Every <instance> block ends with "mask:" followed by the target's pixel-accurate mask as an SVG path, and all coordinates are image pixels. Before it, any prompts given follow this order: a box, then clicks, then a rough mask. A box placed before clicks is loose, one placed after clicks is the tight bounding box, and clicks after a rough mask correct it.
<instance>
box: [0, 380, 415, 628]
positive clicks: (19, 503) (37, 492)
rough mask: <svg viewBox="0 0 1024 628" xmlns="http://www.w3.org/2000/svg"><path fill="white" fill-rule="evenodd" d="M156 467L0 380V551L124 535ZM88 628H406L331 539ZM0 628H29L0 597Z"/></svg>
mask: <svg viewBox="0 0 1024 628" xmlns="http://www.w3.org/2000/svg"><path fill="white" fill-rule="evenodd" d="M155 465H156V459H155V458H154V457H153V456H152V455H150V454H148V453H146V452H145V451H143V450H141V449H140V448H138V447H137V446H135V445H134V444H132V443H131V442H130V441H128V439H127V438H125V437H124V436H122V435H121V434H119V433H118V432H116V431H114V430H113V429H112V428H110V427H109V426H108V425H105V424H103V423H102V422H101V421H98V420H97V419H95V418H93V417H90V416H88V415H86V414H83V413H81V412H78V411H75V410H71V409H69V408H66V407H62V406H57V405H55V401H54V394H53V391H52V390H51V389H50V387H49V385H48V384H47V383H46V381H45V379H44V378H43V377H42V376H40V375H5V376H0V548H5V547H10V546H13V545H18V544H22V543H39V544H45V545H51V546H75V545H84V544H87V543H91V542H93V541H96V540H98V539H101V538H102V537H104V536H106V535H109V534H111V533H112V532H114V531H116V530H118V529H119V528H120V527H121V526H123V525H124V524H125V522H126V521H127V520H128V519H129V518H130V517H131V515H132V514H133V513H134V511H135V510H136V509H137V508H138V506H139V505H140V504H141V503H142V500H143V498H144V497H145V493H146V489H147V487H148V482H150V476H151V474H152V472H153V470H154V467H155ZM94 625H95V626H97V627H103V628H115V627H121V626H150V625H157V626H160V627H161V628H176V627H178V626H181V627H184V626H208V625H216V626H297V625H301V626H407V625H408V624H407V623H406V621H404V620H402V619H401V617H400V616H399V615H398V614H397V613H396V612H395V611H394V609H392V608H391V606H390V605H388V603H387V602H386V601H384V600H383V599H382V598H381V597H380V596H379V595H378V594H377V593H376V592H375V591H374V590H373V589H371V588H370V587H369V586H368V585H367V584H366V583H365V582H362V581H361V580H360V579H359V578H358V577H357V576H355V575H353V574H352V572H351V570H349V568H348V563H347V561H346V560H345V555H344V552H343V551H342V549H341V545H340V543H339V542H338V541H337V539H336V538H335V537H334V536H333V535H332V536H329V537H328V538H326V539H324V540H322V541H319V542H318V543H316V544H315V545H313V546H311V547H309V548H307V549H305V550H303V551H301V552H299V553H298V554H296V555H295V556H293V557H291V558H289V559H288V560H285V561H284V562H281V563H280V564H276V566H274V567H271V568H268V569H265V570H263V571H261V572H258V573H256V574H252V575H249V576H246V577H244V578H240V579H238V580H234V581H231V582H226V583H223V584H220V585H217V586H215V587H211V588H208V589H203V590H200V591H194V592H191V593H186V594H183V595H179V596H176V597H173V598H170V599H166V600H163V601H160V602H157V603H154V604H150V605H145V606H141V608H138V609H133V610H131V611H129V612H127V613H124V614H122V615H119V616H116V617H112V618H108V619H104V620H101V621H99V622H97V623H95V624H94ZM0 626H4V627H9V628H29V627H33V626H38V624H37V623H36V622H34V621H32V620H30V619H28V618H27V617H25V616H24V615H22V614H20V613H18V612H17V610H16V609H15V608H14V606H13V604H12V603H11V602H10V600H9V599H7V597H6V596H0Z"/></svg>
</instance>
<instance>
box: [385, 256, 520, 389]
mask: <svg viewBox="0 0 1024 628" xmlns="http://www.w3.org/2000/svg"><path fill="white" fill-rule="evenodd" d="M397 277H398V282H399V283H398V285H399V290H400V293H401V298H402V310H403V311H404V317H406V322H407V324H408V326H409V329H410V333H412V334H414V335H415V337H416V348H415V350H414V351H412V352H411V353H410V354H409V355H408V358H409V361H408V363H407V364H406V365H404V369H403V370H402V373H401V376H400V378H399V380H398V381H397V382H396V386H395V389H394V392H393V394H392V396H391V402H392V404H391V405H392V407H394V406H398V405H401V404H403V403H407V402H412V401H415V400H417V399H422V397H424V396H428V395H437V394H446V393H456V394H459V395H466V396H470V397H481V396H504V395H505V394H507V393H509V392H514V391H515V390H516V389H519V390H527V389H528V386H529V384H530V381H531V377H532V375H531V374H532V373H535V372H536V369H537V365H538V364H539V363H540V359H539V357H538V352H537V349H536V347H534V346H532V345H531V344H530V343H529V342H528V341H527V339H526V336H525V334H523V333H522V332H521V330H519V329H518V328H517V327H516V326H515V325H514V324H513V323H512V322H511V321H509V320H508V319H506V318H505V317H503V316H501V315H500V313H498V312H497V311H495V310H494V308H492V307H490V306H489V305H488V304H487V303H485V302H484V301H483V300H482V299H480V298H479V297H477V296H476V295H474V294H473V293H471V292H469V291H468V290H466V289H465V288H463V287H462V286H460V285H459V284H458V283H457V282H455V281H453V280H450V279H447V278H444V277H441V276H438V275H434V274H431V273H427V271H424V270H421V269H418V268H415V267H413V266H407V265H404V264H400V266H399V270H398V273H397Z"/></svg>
• • •
The data must be transcribed in full. Every word stays the same.

• **RESULT**:
Every <instance> block ends with "mask:" followed by the target's pixel-accurate mask as an SVG path, and all coordinates are image pixels. Before it, any prompts given follow this order: a box, then clicks, then a rough mask. A box placed before clicks is loose, one placed after clicks is the tight bounding box, and clicks after a rough mask correct it.
<instance>
box: [0, 380, 415, 628]
positive clicks: (19, 503) (37, 492)
rough mask: <svg viewBox="0 0 1024 628" xmlns="http://www.w3.org/2000/svg"><path fill="white" fill-rule="evenodd" d="M156 467L0 380V551L124 535ZM88 628H406L331 539ZM0 628H29L0 597Z"/></svg>
mask: <svg viewBox="0 0 1024 628" xmlns="http://www.w3.org/2000/svg"><path fill="white" fill-rule="evenodd" d="M155 465H156V459H155V458H154V457H153V456H152V455H150V454H148V453H146V452H145V451H143V450H141V449H140V448H138V447H137V446H135V445H134V444H132V443H131V442H130V441H128V439H127V438H125V437H124V436H122V435H121V434H119V433H118V432H116V431H114V430H113V429H112V428H110V427H109V426H108V425H105V424H103V423H102V422H101V421H98V420H97V419H95V418H93V417H90V416H88V415H86V414H83V413H81V412H78V411H75V410H71V409H69V408H66V407H62V406H57V405H55V401H54V394H53V391H52V390H51V389H50V387H49V385H48V384H47V383H46V381H45V379H44V378H43V377H42V376H40V375H5V376H0V548H5V547H10V546H13V545H18V544H22V543H39V544H45V545H51V546H75V545H84V544H87V543H91V542H93V541H96V540H98V539H101V538H102V537H104V536H106V535H109V534H111V533H112V532H114V531H116V530H118V529H119V528H120V527H121V526H123V525H124V524H125V522H126V521H127V520H128V519H129V518H130V517H131V515H132V514H133V513H134V511H135V510H136V509H137V508H138V506H139V505H140V504H141V503H142V500H143V498H144V497H145V493H146V489H147V487H148V482H150V476H151V474H152V472H153V470H154V467H155ZM94 625H95V626H97V627H103V628H115V627H121V626H150V625H157V626H160V627H161V628H176V627H178V626H181V627H184V626H208V625H216V626H297V625H301V626H407V625H408V624H407V623H406V621H404V620H402V619H401V617H400V616H399V615H398V614H397V613H396V612H395V611H394V609H392V608H391V606H390V605H388V603H387V602H386V601H384V600H383V599H382V598H381V597H380V596H379V595H378V594H377V593H376V592H375V591H374V590H373V589H371V588H370V587H369V586H368V585H367V584H366V583H365V582H362V581H361V580H360V579H359V578H358V577H357V576H355V575H353V574H352V572H351V570H349V568H348V563H347V561H346V560H345V555H344V552H343V551H342V549H341V545H340V543H339V542H338V541H337V539H336V538H335V537H334V536H333V535H332V536H329V537H328V538H326V539H324V540H322V541H319V542H318V543H316V544H315V545H313V546H311V547H309V548H307V549H305V550H303V551H301V552H299V553H298V554H296V555H295V556H293V557H291V558H289V559H288V560H285V561H284V562H281V563H280V564H276V566H274V567H271V568H268V569H265V570H263V571H261V572H258V573H256V574H252V575H249V576H246V577H244V578H240V579H238V580H234V581H231V582H226V583H223V584H220V585H217V586H215V587H211V588H208V589H203V590H200V591H194V592H191V593H186V594H183V595H179V596H176V597H173V598H170V599H166V600H163V601H160V602H157V603H154V604H150V605H145V606H141V608H138V609H133V610H131V611H129V612H127V613H124V614H122V615H119V616H116V617H112V618H108V619H104V620H101V621H99V622H97V623H95V624H94ZM0 626H4V627H9V628H29V627H33V626H38V624H37V623H36V622H34V621H32V620H30V619H28V618H27V617H25V616H24V615H22V614H20V613H18V612H17V610H16V609H15V608H14V606H13V604H12V603H11V602H10V600H9V599H7V597H6V596H0Z"/></svg>
</instance>
<instance>
box: [385, 256, 520, 389]
mask: <svg viewBox="0 0 1024 628" xmlns="http://www.w3.org/2000/svg"><path fill="white" fill-rule="evenodd" d="M397 277H398V282H399V283H398V285H399V290H400V293H401V298H402V310H403V311H404V317H406V322H407V324H408V326H409V329H410V333H412V334H414V335H415V337H416V348H415V350H414V351H412V352H411V353H410V354H409V355H408V358H409V361H408V363H407V364H406V365H404V369H403V370H402V373H401V376H400V378H399V380H398V381H397V382H396V386H395V389H394V392H393V394H392V396H391V402H392V404H391V405H392V407H394V406H398V405H401V404H403V403H407V402H412V401H415V400H417V399H422V397H424V396H428V395H437V394H446V393H456V394H459V395H466V396H470V397H481V396H504V395H505V394H507V393H509V392H514V391H515V390H516V389H519V390H527V389H528V386H529V384H530V381H531V377H532V375H531V374H532V373H535V372H536V369H537V365H538V364H539V363H540V359H539V357H538V352H537V349H536V347H534V346H532V345H531V344H530V343H529V342H528V341H527V339H526V336H525V334H523V333H522V332H521V330H519V329H518V328H517V327H516V326H515V325H514V324H513V323H512V322H511V321H509V320H508V319H506V318H505V317H503V316H501V315H500V313H498V312H497V311H495V310H494V308H492V307H490V306H489V305H488V304H487V303H485V302H484V301H483V300H482V299H480V298H479V297H477V296H476V295H474V294H473V293H471V292H469V291H468V290H466V289H465V288H463V287H462V286H460V285H459V284H458V283H457V282H455V281H453V280H450V279H447V278H444V277H441V276H438V275H434V274H431V273H427V271H424V270H421V269H418V268H415V267H413V266H407V265H404V264H400V266H399V270H398V273H397Z"/></svg>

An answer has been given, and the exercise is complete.